EXTRACT =
= = = = = = =

Various embodiments of the method may be flexibly adapted to the arrangement mutatis mutandis, and vice versa, as being appreciated by a person skilled in the art.
The utility of different embodiments of the present invention arises from multiple issues depending on the embodiment. A large number of token sets may be effectively managed through allocating similar sets in the same repositories capable of substantially independent, speeded-up computational procedures such as token set searching and matching. Meanwhile, the (re)allocation task is solved with respect to storage, communication and computational load constraints on the cluster and associated communication network. The solution supports the construction of neighborhood relation based connection graphs with a guaranteed degree of graph connectivity to serve as the data structure to guide stratified local search progressing. The suggested infrastructure may be flexibly scaled to yield the desired performance responsive to increase in the number of managed token sets, for instance.
Further utilities of the embodiments will become evident to a skilled person based on the detailed disclosure set forth hereinafter.

= = = = = = =

ENTRIES SUPPLIED =

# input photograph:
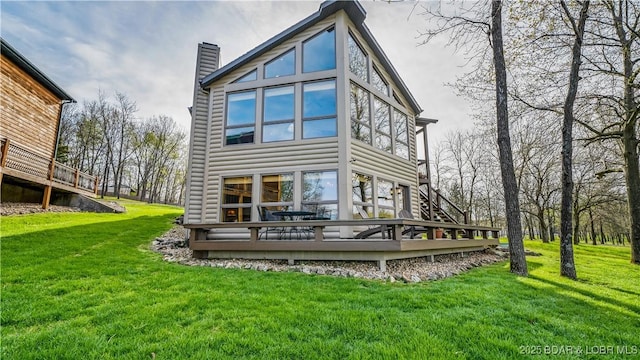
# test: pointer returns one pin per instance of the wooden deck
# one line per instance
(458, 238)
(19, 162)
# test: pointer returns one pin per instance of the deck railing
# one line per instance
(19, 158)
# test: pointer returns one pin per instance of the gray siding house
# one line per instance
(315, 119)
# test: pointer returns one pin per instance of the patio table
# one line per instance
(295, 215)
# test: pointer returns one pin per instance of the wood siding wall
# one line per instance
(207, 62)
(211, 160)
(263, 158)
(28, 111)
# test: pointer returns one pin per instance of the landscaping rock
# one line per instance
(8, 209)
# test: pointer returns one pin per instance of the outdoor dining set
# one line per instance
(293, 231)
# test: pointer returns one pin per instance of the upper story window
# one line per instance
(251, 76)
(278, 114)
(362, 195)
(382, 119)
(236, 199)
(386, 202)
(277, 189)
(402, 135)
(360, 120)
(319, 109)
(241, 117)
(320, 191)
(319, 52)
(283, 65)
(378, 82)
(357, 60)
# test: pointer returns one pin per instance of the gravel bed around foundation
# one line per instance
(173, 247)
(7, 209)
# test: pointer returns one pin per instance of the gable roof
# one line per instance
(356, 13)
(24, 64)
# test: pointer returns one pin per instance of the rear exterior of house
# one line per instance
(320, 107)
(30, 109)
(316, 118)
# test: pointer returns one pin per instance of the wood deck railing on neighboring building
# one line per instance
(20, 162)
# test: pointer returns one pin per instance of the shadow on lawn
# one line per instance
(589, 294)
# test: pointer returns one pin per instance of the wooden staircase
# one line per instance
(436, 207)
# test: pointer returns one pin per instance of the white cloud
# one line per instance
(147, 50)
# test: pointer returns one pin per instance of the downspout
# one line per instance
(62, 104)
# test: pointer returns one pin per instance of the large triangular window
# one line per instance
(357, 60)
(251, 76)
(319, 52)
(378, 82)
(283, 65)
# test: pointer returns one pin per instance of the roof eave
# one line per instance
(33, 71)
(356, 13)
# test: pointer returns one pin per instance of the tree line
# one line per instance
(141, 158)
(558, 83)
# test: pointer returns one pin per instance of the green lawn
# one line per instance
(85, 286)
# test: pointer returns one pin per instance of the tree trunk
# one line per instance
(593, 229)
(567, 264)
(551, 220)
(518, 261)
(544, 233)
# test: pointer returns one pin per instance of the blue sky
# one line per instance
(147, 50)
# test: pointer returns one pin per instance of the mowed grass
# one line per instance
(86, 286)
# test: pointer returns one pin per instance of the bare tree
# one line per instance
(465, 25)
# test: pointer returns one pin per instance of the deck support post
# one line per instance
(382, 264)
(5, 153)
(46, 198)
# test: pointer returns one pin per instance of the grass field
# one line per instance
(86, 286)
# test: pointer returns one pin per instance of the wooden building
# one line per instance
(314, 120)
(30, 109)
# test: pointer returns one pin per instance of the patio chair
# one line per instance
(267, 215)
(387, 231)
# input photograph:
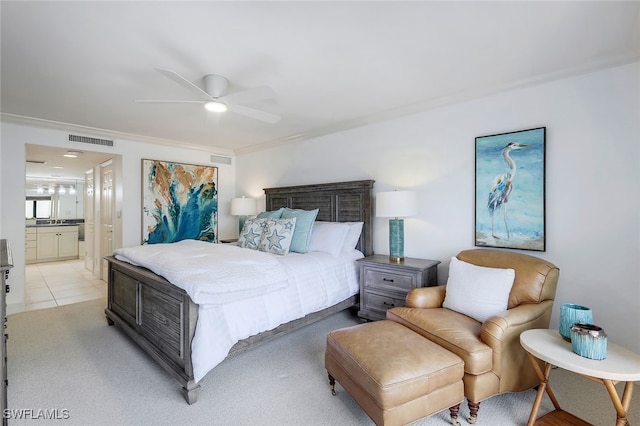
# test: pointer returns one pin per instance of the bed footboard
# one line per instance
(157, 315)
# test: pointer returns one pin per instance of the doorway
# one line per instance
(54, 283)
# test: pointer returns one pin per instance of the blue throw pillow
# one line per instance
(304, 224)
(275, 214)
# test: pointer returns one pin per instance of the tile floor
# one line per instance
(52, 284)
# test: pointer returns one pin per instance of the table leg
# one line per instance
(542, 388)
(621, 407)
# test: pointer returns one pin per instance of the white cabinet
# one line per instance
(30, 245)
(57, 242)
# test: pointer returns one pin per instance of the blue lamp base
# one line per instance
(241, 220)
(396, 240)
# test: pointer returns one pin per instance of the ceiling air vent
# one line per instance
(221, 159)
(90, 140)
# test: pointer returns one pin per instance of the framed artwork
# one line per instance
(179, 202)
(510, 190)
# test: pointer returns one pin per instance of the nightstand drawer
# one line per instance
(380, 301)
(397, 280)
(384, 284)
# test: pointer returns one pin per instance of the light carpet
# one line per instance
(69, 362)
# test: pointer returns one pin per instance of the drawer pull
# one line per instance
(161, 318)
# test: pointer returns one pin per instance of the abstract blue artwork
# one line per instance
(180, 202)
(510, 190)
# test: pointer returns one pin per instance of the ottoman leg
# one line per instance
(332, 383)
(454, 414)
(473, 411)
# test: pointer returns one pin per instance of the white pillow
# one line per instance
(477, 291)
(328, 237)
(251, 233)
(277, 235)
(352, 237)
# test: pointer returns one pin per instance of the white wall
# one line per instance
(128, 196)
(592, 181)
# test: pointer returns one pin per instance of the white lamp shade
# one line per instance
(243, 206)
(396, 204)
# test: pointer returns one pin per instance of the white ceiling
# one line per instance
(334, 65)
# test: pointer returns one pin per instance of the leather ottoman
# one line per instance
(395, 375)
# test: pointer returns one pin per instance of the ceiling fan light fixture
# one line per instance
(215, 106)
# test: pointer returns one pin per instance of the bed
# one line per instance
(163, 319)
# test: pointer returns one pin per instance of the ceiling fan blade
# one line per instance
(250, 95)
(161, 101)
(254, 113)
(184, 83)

= = = = = = =

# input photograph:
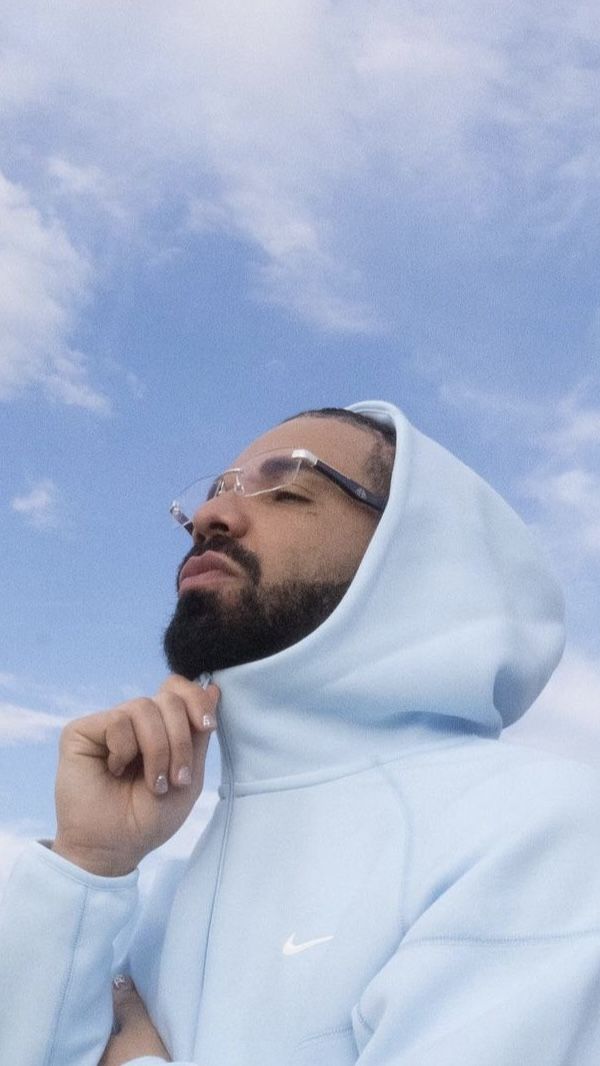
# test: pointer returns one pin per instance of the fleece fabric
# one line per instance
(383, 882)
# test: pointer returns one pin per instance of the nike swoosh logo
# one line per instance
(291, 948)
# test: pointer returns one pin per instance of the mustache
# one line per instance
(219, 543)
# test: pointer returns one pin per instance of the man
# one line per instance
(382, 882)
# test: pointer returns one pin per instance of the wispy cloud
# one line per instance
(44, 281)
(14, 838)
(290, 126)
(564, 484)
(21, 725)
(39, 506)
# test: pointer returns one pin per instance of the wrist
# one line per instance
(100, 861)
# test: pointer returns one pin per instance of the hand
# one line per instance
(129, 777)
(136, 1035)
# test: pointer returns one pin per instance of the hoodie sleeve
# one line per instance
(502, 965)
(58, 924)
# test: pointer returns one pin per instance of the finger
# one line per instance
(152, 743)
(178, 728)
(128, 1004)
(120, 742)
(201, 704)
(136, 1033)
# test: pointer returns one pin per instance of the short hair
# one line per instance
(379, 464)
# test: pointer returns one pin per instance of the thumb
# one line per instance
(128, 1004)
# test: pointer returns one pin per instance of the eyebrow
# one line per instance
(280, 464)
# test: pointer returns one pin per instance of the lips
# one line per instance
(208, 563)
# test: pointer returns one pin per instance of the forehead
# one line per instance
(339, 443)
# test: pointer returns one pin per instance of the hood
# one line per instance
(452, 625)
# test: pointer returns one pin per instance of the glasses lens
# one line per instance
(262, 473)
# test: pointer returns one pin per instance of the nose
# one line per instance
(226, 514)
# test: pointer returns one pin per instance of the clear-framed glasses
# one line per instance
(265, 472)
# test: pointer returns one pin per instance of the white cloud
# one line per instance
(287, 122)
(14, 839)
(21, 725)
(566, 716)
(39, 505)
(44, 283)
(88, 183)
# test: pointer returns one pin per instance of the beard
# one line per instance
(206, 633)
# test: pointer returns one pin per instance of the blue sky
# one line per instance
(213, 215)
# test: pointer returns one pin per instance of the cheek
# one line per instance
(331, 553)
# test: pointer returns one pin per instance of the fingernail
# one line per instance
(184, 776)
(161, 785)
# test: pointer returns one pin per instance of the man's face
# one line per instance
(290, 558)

= = = = = = =

In the extract on token set management, what constraints is the (re)allocation task solved with respect to?

RESPONSE = Storage, communication and computational load constraints on the cluster and associated communication network.